▶ What is asked
Can you output the lines starting at the one that contains "Identify each instance of the bowl" and ending at the one that contains "(1111, 729)", including both, with every character unchanged and nothing else added?

▶ Entries
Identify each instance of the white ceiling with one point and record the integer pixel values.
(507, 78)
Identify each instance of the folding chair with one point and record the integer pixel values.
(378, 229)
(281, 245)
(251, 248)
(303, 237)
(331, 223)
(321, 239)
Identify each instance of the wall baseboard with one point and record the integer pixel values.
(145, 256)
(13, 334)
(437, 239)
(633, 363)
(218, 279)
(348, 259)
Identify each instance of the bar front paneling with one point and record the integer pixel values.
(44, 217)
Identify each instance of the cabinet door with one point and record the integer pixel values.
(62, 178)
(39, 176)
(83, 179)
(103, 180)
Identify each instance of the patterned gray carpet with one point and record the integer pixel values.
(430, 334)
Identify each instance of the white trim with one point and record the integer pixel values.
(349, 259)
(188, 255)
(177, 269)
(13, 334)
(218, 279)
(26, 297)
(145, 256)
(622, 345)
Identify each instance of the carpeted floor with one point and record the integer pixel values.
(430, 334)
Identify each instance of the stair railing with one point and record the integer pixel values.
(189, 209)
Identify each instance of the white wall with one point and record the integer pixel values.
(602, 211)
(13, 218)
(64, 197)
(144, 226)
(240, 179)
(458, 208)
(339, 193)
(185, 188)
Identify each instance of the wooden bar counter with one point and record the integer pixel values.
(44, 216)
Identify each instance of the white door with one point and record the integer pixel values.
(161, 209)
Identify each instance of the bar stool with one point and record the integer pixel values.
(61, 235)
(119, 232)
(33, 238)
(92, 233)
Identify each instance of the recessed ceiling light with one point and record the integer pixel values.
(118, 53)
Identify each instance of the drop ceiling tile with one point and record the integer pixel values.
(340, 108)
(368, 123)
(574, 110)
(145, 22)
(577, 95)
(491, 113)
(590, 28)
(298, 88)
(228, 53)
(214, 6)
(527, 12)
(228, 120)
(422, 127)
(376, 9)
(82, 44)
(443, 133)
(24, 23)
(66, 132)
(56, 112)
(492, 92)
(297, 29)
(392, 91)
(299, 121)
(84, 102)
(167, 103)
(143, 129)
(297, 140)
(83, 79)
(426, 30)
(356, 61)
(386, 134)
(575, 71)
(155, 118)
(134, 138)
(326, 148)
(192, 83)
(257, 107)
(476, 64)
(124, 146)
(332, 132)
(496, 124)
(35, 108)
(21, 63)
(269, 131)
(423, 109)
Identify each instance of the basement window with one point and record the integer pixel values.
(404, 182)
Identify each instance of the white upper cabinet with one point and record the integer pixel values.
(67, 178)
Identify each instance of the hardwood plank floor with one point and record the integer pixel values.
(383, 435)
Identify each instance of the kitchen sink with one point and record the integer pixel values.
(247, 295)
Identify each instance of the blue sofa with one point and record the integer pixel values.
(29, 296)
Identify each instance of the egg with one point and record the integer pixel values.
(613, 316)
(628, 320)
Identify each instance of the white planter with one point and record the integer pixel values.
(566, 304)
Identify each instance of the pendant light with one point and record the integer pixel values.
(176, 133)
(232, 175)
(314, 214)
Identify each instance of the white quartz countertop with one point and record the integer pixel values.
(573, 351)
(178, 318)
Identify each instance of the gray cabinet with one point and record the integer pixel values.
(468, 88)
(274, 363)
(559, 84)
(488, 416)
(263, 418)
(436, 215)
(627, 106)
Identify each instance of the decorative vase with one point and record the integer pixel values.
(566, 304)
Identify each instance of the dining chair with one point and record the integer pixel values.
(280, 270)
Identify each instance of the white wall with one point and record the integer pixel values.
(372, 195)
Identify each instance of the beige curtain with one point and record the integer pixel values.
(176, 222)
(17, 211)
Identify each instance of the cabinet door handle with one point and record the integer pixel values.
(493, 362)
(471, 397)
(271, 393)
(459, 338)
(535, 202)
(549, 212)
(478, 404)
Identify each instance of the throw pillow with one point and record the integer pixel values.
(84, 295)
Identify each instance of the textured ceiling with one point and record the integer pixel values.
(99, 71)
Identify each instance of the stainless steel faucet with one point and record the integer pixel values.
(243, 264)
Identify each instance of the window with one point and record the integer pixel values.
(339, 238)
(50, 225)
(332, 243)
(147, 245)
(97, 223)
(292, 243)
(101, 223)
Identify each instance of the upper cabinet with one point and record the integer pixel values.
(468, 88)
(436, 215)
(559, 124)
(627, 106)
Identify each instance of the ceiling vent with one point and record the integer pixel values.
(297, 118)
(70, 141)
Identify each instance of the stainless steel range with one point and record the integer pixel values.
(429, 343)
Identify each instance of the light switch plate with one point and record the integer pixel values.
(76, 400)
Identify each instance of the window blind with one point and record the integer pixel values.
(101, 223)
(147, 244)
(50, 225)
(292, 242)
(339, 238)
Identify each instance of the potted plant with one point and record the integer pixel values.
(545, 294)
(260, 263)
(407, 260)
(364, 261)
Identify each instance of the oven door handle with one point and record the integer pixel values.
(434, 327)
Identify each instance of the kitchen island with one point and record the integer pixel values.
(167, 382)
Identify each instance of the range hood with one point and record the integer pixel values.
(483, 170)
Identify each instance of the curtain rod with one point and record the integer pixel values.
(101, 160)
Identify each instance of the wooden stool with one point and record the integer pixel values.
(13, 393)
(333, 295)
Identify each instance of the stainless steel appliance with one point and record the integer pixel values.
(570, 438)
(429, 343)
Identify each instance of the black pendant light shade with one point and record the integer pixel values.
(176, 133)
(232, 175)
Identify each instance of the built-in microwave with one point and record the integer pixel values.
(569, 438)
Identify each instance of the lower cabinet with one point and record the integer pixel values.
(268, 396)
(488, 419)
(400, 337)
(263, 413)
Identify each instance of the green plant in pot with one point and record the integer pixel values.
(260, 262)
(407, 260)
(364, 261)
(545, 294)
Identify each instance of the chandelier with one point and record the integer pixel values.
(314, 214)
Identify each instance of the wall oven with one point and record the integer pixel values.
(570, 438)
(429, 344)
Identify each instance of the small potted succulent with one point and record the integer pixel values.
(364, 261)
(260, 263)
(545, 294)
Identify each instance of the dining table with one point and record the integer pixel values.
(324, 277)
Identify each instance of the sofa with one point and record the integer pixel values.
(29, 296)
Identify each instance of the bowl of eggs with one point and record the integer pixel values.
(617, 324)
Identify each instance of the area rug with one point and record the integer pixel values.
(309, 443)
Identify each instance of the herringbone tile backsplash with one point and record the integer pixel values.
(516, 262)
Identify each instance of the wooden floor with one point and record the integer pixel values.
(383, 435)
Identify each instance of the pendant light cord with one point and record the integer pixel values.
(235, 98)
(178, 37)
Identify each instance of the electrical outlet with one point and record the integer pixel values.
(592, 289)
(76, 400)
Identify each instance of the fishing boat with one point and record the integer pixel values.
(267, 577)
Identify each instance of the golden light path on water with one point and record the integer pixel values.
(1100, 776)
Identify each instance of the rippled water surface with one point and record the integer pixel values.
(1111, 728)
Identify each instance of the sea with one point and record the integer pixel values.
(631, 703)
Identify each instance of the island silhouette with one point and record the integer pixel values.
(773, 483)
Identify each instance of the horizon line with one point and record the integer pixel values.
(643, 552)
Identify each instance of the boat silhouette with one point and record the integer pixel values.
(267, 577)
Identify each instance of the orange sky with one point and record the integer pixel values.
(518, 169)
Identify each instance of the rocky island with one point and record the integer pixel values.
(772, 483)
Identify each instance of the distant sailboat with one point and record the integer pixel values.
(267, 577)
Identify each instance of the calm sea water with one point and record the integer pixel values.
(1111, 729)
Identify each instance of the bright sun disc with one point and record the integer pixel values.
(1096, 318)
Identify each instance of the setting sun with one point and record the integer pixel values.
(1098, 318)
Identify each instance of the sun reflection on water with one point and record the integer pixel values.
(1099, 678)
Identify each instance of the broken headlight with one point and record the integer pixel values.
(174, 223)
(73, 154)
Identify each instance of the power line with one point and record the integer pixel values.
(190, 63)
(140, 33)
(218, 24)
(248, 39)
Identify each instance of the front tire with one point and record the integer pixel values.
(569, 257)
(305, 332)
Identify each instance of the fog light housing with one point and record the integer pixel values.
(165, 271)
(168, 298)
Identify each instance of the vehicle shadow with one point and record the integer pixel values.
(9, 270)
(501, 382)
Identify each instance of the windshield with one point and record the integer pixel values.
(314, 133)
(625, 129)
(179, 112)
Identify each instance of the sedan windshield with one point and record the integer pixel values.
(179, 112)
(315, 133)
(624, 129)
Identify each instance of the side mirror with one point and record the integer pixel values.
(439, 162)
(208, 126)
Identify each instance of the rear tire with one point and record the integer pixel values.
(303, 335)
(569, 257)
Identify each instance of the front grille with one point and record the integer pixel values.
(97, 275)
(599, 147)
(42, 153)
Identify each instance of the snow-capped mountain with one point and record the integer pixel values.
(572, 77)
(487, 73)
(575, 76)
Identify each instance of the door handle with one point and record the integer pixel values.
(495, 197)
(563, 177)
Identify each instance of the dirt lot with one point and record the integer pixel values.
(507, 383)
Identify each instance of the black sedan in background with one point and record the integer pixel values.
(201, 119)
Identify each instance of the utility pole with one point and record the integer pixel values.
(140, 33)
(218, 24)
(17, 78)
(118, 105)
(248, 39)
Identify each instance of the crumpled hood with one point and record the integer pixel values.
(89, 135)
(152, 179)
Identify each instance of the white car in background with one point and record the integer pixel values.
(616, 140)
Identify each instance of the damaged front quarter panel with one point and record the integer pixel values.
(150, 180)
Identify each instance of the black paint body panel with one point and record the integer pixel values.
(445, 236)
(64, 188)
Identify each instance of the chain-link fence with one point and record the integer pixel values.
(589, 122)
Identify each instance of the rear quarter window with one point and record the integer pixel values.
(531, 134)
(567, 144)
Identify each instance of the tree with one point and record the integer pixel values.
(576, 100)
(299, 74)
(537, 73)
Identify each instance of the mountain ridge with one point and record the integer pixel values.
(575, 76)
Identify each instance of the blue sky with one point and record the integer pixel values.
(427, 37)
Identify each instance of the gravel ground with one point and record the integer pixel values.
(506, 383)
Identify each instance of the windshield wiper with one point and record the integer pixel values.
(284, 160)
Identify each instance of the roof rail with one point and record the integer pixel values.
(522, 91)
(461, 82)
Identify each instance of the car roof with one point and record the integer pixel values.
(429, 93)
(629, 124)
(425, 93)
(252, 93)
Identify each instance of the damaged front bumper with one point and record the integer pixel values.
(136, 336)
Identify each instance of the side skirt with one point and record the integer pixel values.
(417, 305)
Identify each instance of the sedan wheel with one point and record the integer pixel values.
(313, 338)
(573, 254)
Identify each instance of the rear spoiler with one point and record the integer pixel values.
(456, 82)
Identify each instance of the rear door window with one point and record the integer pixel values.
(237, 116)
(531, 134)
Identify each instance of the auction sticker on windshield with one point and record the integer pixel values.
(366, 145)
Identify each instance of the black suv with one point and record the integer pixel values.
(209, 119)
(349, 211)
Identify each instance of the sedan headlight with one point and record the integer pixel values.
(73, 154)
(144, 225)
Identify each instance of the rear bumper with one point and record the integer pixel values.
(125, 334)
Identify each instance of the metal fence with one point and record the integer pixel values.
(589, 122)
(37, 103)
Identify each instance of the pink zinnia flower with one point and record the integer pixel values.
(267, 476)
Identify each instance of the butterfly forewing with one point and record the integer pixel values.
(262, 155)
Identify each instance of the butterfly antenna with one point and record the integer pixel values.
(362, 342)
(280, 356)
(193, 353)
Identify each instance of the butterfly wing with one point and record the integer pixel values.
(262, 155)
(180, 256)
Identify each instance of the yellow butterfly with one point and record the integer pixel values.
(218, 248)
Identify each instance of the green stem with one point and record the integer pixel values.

▶ Answer to this exercise
Identify each instance of the bowl of eggs with one point and record the integer pixel values.
(617, 324)
Identify each instance of the area rug with one point and record the integer pixel values.
(309, 443)
Identify each instance of the herringbone tile backsplash with one point and record the integer pixel values.
(516, 262)
Identify each instance of the wooden floor with one point and record the integer pixel values.
(383, 435)
Identify each instance of the pendant light cord with one point and record the integer pixel values.
(235, 98)
(178, 37)
Identify each instance of the electrical outlet with one point and record the integer pixel values.
(592, 289)
(76, 400)
Identify each instance of the fishing boat with one point and record the integer pixel values.
(267, 577)
Identify each instance of the golden light path on water with one point and record the integer pixel values.
(1100, 776)
Identify each instance of the rippled water surface with one point and record the integer pixel values.
(1111, 728)
Identify each instance of the sea with one point and record the integer pixel values.
(631, 703)
Identify each instance of the island silhouette with one point and record the integer pixel values.
(773, 483)
Identify each instance of the horizon line with one point and record the integer pixel values.
(643, 552)
Identify each instance of the boat silhouette with one point and record the integer pixel values.
(267, 577)
Identify each instance of the orange sky with one point and record the integer pixel values.
(518, 169)
Identify each instance of the rocky island with one point and record the integer pixel values.
(772, 483)
Identify each instance of the distant sailboat with one point and record the integer pixel values.
(267, 577)
Identify each instance of the calm sea water with one point and record the integer pixel values.
(1111, 729)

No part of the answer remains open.